DIRECTIONS – Print out every entry, keeping each line identical to the original.

DATA –
━━━━━━━━━━━━━━━━━━━━

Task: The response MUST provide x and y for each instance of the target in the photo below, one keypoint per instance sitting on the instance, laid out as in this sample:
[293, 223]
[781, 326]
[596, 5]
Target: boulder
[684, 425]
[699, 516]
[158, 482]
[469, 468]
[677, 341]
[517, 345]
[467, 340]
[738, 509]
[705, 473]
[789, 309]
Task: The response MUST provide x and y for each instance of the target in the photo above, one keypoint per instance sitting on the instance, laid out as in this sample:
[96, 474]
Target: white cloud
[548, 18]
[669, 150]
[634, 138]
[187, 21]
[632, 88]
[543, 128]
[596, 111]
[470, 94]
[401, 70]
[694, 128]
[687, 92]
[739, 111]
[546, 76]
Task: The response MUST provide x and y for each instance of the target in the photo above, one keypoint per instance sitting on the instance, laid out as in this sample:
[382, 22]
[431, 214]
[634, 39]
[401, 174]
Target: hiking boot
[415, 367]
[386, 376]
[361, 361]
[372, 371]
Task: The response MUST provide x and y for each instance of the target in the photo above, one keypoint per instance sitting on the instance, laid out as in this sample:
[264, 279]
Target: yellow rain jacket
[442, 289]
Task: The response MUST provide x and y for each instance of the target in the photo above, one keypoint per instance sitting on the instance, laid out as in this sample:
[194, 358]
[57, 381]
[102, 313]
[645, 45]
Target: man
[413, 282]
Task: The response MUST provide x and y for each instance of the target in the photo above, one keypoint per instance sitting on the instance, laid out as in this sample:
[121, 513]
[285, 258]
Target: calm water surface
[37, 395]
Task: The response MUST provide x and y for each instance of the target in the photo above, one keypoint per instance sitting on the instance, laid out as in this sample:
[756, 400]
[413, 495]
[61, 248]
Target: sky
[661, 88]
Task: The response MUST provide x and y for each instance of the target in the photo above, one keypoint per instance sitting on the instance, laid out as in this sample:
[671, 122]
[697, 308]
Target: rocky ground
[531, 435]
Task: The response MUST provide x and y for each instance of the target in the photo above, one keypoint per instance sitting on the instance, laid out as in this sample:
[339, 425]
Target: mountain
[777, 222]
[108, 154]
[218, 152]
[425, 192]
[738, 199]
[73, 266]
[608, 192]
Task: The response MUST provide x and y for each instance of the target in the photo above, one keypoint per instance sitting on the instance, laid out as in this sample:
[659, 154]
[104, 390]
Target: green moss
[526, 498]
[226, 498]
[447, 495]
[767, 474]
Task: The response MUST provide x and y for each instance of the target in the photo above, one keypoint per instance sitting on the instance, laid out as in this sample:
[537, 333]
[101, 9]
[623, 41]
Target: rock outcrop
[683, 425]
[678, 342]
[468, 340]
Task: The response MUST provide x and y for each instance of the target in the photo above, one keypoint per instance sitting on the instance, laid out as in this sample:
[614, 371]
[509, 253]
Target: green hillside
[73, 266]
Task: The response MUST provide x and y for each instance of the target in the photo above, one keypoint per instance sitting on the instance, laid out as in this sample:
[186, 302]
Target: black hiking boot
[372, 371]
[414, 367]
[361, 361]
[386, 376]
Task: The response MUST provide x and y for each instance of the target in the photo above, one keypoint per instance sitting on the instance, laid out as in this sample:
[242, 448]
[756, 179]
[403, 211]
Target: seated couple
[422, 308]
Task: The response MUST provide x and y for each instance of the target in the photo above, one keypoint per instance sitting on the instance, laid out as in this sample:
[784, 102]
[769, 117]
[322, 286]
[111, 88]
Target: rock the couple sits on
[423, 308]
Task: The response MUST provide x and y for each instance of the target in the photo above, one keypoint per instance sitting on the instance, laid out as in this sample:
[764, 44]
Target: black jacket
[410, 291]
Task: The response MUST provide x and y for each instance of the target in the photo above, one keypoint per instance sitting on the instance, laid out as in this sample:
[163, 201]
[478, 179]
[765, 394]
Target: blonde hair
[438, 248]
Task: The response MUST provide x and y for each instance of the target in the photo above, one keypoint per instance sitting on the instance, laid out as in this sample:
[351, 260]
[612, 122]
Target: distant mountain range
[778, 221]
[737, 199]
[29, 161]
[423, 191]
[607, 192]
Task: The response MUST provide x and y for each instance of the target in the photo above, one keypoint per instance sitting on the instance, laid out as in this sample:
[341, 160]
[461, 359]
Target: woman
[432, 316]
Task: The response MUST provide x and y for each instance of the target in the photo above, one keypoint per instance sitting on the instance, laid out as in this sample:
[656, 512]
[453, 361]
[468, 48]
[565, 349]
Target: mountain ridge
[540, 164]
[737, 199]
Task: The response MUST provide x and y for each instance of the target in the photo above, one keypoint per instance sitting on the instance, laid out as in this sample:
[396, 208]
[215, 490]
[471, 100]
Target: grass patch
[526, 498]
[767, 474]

━━━━━━━━━━━━━━━━━━━━

TASK OUTPUT –
Task: The response MUST provide x and y for each instance of the target in the photo below, one keypoint per instance sitting on the instance, laid out as in this sample:
[293, 223]
[781, 326]
[596, 5]
Target: boulder
[684, 425]
[699, 516]
[158, 482]
[469, 468]
[677, 341]
[517, 345]
[467, 340]
[738, 509]
[705, 473]
[789, 309]
Task: The response MUST provide x and y for each instance of the target in the photo above, one keypoint per instance sitting on the instance, laid out as in this sample:
[96, 474]
Target: white cloud
[548, 18]
[669, 150]
[634, 138]
[187, 21]
[632, 88]
[543, 128]
[596, 111]
[470, 94]
[401, 70]
[694, 128]
[687, 92]
[739, 111]
[546, 76]
Task: The response MUST provide x and y for each instance of the target in the photo above, one keypoint per instance sitting on the instance, laid out as in this sample:
[382, 22]
[431, 214]
[634, 39]
[401, 174]
Target: hiking boot
[415, 367]
[386, 376]
[361, 361]
[372, 371]
Task: The response MUST provide x and y for each instance of the target in the photo above, one keypoint per instance sitting on the instance, laid out as in this sample:
[264, 279]
Target: yellow rain jacket
[442, 289]
Task: The response MUST provide x and y for each instance of the target in the photo above, one keypoint per instance sitting on the instance, laid out as in this sample:
[194, 358]
[57, 381]
[102, 313]
[645, 45]
Target: man
[413, 282]
Task: The response MUST provide x and y for each instance of the target in the photo above, one keypoint per instance sitting on the instance, laid out as in this sample:
[121, 513]
[285, 258]
Target: calm water surface
[37, 395]
Task: The response MUST provide x and y for each instance of the target in the photo above, one keypoint per instance sitting on the instance, laid out as in this sample:
[756, 400]
[413, 495]
[61, 248]
Target: sky
[661, 88]
Task: The response MUST provide x and y for each instance of the target in the photo above, one keypoint per instance sitting on the instance, laid out as in this sample:
[671, 122]
[697, 308]
Target: rocky ground
[531, 435]
Task: The response MUST provide x and y for each instance of the target in the photo above, one keypoint per instance sitting on the instance, laid out as in this sample:
[339, 425]
Target: mountain
[777, 222]
[108, 154]
[218, 152]
[425, 192]
[738, 199]
[73, 266]
[608, 192]
Task: The response MUST provide x and y for each instance of the target in the photo above, one keypoint per instance sitting on the instance, laid out as in this sample:
[659, 154]
[104, 390]
Target: green moss
[526, 498]
[226, 498]
[447, 495]
[767, 474]
Task: The response MUST provide x and y for each instance of the target in the photo above, one keypoint per instance sitting on the instance, laid out as in this sample:
[537, 333]
[101, 9]
[623, 41]
Target: rock outcrop
[683, 425]
[678, 342]
[468, 340]
Task: The response MUST provide x and y for each instance of the target in the photo above, one keypoint per instance sitting on the instance, laid out as in this sample:
[614, 371]
[509, 253]
Target: green hillside
[73, 266]
Task: The response MUST provide x and y for each instance of the target in the photo above, one keypoint per instance sitting on the instance, laid out as in this sample:
[186, 302]
Target: black hiking boot
[372, 371]
[414, 367]
[361, 361]
[386, 376]
Task: The response MUST provide x and y for each instance of the target in the photo above, one keypoint per instance sitting on the instance, laid out as in this sample:
[242, 448]
[756, 179]
[403, 211]
Target: seated couple
[422, 308]
Task: The response MUST provide x and y for each instance of the target in the photo above, one keypoint per instance sitting on the instance, laid out as in this sample:
[784, 102]
[769, 117]
[322, 286]
[111, 88]
Target: rock the couple sits on
[423, 308]
Task: The response MUST provide x and y for each instance of the target in the photo above, one keypoint per instance sitting on the instance, laid out as in this sample:
[764, 44]
Target: black jacket
[410, 291]
Task: The response MUST provide x and y for each instance of the target in the photo above, one keypoint per instance sitting on the instance, laid out as in this sample:
[163, 201]
[478, 179]
[765, 394]
Target: blonde hair
[438, 248]
Task: The response MUST provide x and y for each instance of the target in the photo above, one keypoint per instance sitting on the instance, laid out as in this sample:
[351, 260]
[612, 122]
Target: distant mountain range
[778, 221]
[737, 199]
[29, 161]
[423, 191]
[607, 192]
Task: The response MUST provide x and y for each instance of the target in the photo above, one keypoint per instance sitting on the instance, laid out as in this sample:
[341, 160]
[461, 359]
Target: woman
[432, 316]
Task: The response MUST provide x and y for each instance of the target in the photo above, one keypoint per instance sitting on the instance, laid out as in this sample:
[656, 512]
[453, 361]
[468, 48]
[565, 349]
Target: mountain ridge
[540, 164]
[737, 199]
Task: The response MUST provide x and y for each instance of the target in the photo above, one keypoint per instance sitting on the instance, laid out as in this sample:
[396, 208]
[215, 490]
[471, 100]
Target: grass patch
[526, 498]
[767, 474]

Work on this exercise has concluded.